### DOCUMENTO
Eu era um bom
vendedor de picolés. Antes de contar a história principal, vou contar
uma outra curtinha que faz parte dela. O dono da sorveteria pagava a nós
meninos, 15% de comissão pelas vendas. Certa vez estava tanto estava tanto
calor, eu estava com uma sede danada, sentei debaixo de uma árvore, peguei dentro
do bornalzinho pendurado no ombro, a calculadora que ele dava pra gente
carregar, fiz o cálculo de quanto eu
ganharia, e chupei os meu 15%. Chegando lá ele riu, mas deu bronca:
“Você não pode chupar a sua parte, sua mãe vai pensar que eu não
lhe paguei” . Respondi: “Ah, eu tava com uma sede doida... mas não vou fazer
mais não”. Aproximava-se o dia das crianças, e ele resolveu premiar com uma
bola de futebol oficial, o menino que vendesse mais picolés num determinado
período. Fiquei um pouco desanimado porque eu era bom vendedor, mas tinha um
menino que era imbatível, também não era para menos, vendia o dia todo, acho
que não estudava, enquanto eu só podia depois das 13h. Isso me levou a abdicar de
brincar, até de jogar bola que eu adorava, mal comia e já ia vender. O futebol
amador na cidade era muito intenso,
ativo, tinha até campeonato, e num bairro bem próximo havia um estádio, não um
grande estádio, mas era bom, organizado, ficava sempre cheio nos domingos de
jogos, e a molecada vendia picolés lá, eu também. Houve um domingo em que passei numa
rua diferente, como atalho para chegar mais rápido. Lá havia uns 8 ou 10
rapazes, e um gritou: “Ô, picolé. Vem cá! Tem de quais sabores aí”. Falei os
sabores, ele pediu um, o outro também, o outro, enfim todos pegaram, foram
chupando, e em pouco tempo os picolés acabaram. O que havia chamado disse pro
outro. “Fulano, paga aí”. O amigo respondeu: “Eu??? Tenho dinheiro não. Você
mandou eu pegar, eu peguei”. Um outro: “Nem eu, e eu só chupei dois, nem
carteira eu trouxe”, disse levantando a camisa. E assim ficaram, um jogando pro
outro. O principal me disse: “É, menino. Você deu azar, ninguém tem dinheiro.
Volte aqui amanhã que lhe pago”. Comecei a fazer beicinho para chorar, um deles
ficou com dó: “Parem de enrolar o menino, paga logo aí”. Depois de rir um
bocado, o rapaz pagou, e disse: “Vá lá buscar mais que nós vamos querer”. Fui
até correndo, o dono admirou: “Já? Você saiu só tem meia hora e já vendeu tudo?

### EXERCÍCIO ESCRITO 1
Selecione nos registros cada linha em que aparece a palavra "blue", levando em conta a diferença entre maiúsculas e minúsculas.
O documento e os registros são materiais independentes entre si.

### REGISTROS
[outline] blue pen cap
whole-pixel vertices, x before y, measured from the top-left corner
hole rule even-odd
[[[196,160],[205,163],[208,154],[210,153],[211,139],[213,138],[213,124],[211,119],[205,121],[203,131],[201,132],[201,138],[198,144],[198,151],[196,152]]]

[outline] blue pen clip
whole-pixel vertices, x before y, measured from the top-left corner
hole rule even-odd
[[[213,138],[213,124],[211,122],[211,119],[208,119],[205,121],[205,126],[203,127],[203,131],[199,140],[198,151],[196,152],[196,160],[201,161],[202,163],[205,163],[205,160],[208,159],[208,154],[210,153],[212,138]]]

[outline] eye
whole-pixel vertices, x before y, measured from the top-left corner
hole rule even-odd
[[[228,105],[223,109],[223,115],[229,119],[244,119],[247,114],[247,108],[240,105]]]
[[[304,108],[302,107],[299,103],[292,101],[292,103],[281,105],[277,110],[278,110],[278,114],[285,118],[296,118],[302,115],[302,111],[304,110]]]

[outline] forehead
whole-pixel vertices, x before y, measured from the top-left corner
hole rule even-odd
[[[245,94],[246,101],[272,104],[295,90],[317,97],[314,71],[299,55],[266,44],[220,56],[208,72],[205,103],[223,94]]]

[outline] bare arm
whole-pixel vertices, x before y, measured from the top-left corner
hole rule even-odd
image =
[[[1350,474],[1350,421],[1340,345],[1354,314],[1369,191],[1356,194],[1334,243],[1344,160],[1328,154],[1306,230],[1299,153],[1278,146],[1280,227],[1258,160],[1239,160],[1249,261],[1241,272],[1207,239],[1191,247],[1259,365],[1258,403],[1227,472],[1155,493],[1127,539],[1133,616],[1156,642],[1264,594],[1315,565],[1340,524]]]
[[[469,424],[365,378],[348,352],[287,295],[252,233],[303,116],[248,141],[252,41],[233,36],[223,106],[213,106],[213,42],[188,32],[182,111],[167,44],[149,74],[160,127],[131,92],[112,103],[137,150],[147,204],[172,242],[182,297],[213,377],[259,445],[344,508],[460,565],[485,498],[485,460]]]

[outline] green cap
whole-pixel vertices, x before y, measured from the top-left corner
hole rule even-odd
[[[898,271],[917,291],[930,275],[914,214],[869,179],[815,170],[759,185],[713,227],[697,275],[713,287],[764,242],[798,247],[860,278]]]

### EXERCÍCIO ESCRITO 2
Resuma o documento em duas frases.

### RESPOSTA ESPERADA 1
[outline] blue pen cap
[outline] blue pen clip

### RESPOSTA ESPERADA 2
O narrador conta que vendia picolés com 15% de comissão e que, num dia de muito calor, chupou a própria parte, o que fez o dono da sorveteria rir e também dar bronca. Perto do dia das crianças, o dono prometeu uma bola de futebol oficial a quem mais vendesse, e num domingo, ao passar por um atalho, o narrador teve todos os picolés consumidos por uns 8 ou 10 rapazes, que o enrolaram antes de um deles pagar e pedir mais.